(EXERCISE) Show every line of the data below that contains the string "jacket". Case counts.

(Collected data entries)
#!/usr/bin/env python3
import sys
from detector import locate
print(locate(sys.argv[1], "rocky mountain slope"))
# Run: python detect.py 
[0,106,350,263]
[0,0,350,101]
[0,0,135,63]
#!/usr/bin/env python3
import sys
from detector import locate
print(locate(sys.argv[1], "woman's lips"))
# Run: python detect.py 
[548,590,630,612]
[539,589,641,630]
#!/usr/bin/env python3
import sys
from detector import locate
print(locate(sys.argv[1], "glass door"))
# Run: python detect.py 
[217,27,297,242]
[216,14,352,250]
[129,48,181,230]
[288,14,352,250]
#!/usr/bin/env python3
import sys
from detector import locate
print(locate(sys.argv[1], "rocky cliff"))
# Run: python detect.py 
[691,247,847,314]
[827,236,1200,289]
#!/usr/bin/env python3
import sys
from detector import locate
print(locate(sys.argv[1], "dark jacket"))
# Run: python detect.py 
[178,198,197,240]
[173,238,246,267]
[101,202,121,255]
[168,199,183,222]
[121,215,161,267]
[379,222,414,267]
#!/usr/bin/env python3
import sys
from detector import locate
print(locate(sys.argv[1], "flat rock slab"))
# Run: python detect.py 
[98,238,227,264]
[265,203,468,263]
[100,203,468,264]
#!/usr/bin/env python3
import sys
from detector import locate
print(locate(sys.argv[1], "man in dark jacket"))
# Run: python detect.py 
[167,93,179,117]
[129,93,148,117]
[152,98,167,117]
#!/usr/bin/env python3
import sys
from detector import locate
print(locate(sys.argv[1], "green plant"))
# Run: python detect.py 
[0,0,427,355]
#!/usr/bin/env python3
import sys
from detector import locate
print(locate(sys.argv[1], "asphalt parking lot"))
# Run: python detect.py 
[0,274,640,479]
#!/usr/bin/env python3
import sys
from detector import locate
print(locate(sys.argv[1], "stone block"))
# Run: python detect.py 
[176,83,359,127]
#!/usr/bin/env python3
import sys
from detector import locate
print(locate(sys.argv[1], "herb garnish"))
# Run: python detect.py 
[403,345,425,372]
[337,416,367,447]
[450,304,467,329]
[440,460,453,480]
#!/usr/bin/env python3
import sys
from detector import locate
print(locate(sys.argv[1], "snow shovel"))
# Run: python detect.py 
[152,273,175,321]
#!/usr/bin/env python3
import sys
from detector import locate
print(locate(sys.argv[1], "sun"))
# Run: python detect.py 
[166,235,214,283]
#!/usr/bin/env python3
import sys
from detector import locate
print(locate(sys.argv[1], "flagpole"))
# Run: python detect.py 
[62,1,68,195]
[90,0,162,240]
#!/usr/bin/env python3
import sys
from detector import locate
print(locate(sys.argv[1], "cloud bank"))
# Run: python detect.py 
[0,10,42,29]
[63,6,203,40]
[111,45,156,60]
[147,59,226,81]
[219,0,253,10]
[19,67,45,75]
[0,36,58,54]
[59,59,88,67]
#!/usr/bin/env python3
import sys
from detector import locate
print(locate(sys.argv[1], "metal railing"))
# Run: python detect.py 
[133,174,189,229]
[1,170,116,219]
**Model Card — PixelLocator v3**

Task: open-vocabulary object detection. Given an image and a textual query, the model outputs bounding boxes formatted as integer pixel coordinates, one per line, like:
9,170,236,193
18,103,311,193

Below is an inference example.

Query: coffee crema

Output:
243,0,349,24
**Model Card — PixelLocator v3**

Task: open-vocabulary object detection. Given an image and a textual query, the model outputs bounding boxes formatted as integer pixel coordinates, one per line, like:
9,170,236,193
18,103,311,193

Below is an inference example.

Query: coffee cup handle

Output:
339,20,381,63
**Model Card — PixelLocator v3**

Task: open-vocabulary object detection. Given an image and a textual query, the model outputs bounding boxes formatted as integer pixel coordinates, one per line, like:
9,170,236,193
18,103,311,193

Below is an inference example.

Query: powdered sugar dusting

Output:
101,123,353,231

(EXERCISE OUTPUT)
print(locate(sys.argv[1], "dark jacket"))
print(locate(sys.argv[1], "man in dark jacket"))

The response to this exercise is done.